In the entries below, find the lines with the word "vertical" and copy them.

[Natural-language object grounding data]
--------------------
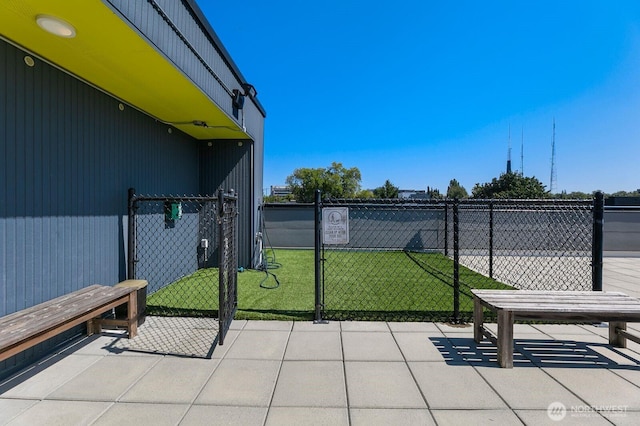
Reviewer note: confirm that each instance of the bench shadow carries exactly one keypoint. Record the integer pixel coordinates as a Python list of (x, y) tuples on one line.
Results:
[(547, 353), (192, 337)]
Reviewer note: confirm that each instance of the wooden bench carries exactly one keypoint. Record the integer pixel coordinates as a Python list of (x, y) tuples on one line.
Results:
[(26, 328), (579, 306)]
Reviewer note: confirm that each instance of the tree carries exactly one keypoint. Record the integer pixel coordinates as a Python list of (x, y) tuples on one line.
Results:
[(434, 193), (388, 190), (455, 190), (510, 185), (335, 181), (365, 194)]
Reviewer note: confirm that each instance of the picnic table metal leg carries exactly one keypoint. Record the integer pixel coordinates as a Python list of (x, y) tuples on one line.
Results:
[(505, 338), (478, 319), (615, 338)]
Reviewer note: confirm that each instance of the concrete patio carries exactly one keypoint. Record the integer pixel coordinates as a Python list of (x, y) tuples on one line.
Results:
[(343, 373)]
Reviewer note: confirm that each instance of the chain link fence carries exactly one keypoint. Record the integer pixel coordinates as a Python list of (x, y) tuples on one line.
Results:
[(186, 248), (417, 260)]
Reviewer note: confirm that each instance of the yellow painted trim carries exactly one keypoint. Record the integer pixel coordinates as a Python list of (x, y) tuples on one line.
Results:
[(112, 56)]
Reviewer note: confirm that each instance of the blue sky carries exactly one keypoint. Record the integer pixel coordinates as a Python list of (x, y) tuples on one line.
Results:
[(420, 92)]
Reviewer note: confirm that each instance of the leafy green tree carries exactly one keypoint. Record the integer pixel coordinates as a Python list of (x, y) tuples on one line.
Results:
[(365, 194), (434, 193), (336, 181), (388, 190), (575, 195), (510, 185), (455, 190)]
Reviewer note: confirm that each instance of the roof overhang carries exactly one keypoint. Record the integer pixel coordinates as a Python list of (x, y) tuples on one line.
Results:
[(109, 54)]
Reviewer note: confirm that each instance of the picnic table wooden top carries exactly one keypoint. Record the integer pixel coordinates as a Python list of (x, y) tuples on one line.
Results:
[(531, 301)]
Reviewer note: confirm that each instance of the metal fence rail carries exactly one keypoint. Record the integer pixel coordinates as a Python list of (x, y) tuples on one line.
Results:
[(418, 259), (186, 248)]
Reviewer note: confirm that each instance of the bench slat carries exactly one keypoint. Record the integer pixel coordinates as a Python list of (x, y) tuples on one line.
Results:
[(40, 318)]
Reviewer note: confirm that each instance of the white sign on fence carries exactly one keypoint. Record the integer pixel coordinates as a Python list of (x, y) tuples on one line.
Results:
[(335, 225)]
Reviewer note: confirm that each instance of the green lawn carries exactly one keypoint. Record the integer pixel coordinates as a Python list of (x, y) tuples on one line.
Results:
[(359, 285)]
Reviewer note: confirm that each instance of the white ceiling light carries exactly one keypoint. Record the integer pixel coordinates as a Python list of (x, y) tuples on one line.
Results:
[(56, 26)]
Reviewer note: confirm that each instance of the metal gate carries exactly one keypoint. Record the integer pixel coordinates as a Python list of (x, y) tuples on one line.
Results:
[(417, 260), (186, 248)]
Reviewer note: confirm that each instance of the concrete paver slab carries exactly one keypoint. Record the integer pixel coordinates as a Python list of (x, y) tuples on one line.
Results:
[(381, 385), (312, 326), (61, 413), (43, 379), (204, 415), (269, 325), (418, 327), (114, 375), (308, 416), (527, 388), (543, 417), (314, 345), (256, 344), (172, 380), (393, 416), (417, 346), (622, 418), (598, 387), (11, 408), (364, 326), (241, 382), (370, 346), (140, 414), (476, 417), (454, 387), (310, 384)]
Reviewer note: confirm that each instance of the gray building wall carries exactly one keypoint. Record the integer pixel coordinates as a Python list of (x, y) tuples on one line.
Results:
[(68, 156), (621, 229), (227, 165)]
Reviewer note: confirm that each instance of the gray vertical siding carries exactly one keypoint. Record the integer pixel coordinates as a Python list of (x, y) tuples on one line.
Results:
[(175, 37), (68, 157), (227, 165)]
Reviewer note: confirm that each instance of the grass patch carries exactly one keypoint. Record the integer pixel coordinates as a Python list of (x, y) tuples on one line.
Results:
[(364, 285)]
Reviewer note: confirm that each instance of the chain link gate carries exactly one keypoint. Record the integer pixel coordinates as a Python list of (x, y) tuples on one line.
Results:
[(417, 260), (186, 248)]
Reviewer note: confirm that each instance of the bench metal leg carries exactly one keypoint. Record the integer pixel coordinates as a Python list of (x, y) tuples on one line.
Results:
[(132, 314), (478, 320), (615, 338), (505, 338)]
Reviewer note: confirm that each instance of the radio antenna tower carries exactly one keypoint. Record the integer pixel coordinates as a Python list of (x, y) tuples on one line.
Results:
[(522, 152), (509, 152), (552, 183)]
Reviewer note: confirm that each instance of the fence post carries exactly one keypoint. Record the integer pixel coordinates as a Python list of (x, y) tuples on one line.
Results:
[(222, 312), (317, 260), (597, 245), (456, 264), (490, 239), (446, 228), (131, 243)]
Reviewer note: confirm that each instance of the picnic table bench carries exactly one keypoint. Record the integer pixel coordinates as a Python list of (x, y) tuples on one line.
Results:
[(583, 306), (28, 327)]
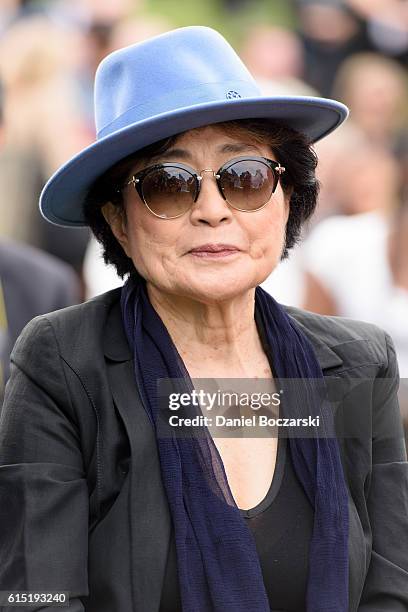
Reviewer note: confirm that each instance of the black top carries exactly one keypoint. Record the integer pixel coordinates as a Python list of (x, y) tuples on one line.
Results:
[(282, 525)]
--------------------
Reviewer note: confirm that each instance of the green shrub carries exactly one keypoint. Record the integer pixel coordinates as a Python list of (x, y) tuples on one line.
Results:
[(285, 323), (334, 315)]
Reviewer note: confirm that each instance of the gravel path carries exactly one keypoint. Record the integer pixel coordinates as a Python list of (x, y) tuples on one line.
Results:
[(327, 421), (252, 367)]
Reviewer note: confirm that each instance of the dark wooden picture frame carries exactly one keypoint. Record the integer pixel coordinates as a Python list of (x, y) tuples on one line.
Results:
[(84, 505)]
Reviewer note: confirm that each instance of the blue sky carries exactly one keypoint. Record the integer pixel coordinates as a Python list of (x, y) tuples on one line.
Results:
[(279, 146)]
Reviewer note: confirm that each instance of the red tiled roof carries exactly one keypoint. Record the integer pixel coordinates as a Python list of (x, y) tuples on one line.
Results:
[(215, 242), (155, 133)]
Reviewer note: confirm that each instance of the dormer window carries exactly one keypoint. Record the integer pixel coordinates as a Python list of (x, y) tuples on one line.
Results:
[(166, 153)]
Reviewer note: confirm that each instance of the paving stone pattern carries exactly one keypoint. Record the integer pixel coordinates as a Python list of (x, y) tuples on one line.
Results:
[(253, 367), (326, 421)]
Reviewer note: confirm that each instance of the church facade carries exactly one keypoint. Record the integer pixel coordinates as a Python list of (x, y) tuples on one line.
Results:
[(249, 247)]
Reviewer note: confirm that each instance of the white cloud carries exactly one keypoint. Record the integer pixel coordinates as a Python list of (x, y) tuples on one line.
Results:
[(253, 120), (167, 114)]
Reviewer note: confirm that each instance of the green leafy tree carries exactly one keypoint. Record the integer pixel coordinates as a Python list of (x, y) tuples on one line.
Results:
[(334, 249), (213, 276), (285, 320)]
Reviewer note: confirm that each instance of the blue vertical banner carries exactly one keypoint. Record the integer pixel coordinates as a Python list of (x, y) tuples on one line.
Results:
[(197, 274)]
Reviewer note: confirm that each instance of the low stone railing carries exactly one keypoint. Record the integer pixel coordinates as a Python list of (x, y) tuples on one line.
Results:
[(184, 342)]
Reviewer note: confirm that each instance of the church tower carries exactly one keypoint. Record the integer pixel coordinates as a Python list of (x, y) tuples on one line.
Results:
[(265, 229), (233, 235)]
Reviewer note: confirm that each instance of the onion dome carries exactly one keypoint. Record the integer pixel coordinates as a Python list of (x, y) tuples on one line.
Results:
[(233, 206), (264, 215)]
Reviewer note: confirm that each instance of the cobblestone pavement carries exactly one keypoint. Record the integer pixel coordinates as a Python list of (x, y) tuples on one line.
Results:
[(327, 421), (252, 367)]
--------------------
■ **RESULT BELOW**:
Reviewer note: confirm that each instance of the gray vertical siding carries exactly one keypoint. Record the integer pixel coordinates as a Python list of (x, y) tuples on one line.
Reviewer note: confirm that each instance of the blue vertical banner carries exactly one keypoint. Record the integer pixel coordinates as a Python list of (x, y) tuples on one line.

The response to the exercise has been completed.